**PROBLEM 1:**
Reproduce, word for word, the part of the Snowflake observability passage that opens with the words containing "This query will" and closes with "to generate them.".
**PROBLEM 2:**
In the Snowflake observability passage, what is the name of the system-defined, read-only shared database that Snowflake provides?
SELECTED PASSAGE: Begin
Snowflake has transformed the way we store, process, and analyze data in the cloud. Like any other technology, it’s not resistant to issues.
Whenever something goes wrong in the Snowflake environment, it can be challenging and time-consuming to diagnose and fix the problem. That’s where observability comes in. You can get insights of your Snowflake environment by implementing effective observability practices. These practices make it easier to identify and resolve issues quickly.
It is more than just monitoring the health of your clusters or tracking query performance. This blog will help you to explore the world of Snowflake observability and give you the tools and techniques needed to gain complete visibility into your Snowflake environment. You can include everything from monitoring query performance to analyzing usage patterns and show you how to leverage Snowflake’s built-in observability features to optimize the performance and reliability of your Snowflake environment
What does Snowflake offer to implement Observability implementation?
Snowflake provides a system-defined, read-only shared database named SNOWFLAKE that contains metadata, historical usage data, about the objects in your organization, and accounts. These databases consist of views that capture usage details like – User logs, storage utilization, CPU/Compute or Warehouse utilization, Queries run on the platform, Data loads, Billing details, snowflake object management logs, etc. We can use this set of objects offered by Snowflake to implement Observability.
How to set up an Observability model with Snowflake metadata views To implement observability – let’s consider a use case where you want to monitor long-running queries and perform analysis followed by Query Optimization.
Views used to implement this use case –
Identifying long running queries You can run simple SQL to identify the queries which have run for a long duration and identify warehouses used to run these queries.
This query will help to sort the queries per warehouse and rank them based on their total elapsed time. there are many columns present in the view however we can consider the columns based on the stats and requirements to generate them.
Based on overall queries and pipelines running, you can have a threshold setup to add a cut-off to bucket the queries and identify top queries from them. e.g. based on application, an average time to run queries can be 5-10 mins or more depending on the data processed. In the real-time implementation, we might have valid queries run for more than 20 mins or 45 mins depending on the use cases.
SELECTED PASSAGE: End
GIVEN RECORDS: Begin
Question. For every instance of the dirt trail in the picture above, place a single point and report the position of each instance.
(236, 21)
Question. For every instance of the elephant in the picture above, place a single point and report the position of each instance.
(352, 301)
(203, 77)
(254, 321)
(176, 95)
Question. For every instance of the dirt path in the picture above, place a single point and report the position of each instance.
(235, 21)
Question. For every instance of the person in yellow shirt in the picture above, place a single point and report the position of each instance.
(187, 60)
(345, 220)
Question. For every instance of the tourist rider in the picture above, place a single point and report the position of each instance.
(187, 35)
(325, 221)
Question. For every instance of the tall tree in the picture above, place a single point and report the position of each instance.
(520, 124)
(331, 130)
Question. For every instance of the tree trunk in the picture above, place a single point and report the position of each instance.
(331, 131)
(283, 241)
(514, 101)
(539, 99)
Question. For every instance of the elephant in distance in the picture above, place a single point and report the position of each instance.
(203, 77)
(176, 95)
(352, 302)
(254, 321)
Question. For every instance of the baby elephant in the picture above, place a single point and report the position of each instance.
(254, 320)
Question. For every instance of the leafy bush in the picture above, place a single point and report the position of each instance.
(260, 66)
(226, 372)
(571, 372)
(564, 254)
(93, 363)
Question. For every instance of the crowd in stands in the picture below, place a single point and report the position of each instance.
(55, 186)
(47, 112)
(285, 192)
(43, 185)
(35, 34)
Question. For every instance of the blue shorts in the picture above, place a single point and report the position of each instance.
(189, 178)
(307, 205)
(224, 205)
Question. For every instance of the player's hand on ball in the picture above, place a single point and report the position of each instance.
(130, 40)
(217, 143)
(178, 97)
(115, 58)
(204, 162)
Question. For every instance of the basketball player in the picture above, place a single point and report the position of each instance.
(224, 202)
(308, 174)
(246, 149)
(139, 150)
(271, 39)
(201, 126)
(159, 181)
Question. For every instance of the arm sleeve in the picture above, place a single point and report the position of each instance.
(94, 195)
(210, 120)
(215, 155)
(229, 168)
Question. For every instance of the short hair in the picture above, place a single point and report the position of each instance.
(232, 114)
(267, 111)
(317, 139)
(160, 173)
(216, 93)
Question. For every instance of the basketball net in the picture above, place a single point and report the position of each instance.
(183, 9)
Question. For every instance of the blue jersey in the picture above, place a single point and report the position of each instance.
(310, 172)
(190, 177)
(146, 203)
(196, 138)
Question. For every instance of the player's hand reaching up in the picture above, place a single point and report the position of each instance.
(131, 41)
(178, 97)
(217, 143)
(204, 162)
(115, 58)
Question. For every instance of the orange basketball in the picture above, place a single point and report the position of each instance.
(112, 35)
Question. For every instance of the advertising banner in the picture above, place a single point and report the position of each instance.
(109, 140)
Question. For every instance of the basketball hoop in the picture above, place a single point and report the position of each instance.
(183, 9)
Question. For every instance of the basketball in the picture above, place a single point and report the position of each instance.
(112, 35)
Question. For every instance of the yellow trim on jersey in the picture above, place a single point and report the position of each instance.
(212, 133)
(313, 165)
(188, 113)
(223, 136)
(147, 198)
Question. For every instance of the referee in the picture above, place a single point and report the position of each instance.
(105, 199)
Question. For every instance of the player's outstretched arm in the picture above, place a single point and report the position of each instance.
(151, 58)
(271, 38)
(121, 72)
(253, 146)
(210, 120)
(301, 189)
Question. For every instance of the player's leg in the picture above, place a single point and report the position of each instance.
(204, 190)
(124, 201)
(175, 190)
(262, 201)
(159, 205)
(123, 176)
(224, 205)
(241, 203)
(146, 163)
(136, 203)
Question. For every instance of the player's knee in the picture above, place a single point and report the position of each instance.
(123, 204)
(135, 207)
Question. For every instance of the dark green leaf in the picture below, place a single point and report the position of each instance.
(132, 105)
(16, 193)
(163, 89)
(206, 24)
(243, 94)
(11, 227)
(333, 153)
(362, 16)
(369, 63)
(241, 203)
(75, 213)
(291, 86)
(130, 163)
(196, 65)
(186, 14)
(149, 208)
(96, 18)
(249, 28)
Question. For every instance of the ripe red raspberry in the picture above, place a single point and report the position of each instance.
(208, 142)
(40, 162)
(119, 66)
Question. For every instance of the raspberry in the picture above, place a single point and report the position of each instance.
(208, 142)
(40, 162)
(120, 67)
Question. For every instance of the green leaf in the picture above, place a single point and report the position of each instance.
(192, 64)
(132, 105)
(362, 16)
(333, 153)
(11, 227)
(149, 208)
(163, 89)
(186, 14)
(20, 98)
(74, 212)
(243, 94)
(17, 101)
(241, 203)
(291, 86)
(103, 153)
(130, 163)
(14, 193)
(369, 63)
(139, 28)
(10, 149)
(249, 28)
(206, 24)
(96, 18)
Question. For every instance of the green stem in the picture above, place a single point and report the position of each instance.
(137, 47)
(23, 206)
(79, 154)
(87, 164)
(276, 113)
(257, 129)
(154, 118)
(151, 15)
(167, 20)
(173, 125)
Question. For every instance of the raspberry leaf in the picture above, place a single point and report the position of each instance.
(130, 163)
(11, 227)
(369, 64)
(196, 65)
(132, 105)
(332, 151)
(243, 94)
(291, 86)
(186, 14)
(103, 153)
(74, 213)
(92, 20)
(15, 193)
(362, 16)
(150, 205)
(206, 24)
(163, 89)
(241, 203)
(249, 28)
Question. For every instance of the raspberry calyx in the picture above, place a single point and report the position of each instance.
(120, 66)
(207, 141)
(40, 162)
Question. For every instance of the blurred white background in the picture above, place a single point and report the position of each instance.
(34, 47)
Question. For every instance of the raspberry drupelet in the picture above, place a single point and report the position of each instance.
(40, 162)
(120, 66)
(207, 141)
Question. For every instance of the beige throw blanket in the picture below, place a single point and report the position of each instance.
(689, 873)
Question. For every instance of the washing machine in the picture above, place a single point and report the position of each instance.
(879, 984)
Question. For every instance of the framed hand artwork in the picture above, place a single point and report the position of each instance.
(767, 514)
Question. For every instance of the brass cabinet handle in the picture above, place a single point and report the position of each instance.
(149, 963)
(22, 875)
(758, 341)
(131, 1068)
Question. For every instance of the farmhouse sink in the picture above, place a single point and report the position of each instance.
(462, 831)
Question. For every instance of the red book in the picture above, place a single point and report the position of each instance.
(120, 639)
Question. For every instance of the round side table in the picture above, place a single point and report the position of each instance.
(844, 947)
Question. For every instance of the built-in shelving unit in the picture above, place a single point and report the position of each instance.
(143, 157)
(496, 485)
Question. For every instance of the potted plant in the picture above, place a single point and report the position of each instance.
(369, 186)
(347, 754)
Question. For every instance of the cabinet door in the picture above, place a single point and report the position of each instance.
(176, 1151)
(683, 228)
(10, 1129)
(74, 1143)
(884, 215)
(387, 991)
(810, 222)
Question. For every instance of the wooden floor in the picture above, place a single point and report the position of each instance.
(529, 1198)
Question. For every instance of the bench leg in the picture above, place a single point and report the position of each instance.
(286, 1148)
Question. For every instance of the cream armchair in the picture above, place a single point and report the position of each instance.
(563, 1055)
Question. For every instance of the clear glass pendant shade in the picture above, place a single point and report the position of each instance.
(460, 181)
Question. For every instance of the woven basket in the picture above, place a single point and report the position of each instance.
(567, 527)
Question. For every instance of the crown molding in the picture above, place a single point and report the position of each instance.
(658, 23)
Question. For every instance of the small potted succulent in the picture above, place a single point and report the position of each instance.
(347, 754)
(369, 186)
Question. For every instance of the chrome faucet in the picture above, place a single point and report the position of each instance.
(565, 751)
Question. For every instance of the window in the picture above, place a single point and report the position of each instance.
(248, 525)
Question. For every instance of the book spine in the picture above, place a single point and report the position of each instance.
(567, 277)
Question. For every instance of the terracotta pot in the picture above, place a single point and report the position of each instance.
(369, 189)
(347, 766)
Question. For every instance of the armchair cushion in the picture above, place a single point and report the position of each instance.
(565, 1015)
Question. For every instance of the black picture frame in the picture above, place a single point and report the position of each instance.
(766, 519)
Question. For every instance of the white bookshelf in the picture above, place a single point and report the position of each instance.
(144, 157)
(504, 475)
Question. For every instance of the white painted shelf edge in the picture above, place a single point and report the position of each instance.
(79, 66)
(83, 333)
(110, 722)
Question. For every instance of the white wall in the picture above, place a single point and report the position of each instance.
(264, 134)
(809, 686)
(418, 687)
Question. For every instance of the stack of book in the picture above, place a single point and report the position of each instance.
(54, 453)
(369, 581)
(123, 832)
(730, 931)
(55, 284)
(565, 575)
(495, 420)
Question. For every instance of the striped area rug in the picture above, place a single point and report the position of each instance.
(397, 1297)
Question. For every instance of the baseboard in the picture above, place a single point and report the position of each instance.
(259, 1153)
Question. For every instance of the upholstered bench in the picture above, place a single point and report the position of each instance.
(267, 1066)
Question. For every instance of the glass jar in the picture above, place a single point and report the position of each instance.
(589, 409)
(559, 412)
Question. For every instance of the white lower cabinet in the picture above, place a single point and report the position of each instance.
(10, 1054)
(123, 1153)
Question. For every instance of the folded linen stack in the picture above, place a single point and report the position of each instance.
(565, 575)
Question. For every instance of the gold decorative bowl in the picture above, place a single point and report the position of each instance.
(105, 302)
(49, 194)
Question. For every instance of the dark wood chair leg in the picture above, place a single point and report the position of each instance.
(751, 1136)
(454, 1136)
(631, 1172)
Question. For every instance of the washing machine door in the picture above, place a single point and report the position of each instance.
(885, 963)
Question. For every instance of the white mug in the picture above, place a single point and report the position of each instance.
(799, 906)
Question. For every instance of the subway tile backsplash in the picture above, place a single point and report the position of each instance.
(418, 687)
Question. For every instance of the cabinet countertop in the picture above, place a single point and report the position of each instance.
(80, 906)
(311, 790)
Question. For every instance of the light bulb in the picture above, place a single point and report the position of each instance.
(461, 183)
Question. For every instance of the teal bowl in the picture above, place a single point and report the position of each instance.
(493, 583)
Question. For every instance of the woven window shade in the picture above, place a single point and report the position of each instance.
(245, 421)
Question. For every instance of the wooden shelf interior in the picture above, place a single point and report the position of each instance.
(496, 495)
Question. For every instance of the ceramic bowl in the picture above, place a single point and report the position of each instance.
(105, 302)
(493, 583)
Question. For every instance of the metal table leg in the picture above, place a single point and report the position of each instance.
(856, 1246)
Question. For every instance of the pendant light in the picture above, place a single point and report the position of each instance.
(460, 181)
GIVEN RECORDS: End
**ANSWER BOX 1:**
This query will help to sort the queries per warehouse and rank them based on their total elapsed time. there are many columns present in the view however we can consider the columns based on the stats and requirements to generate them.

**ANSWER BOX 2:**
SNOWFLAKE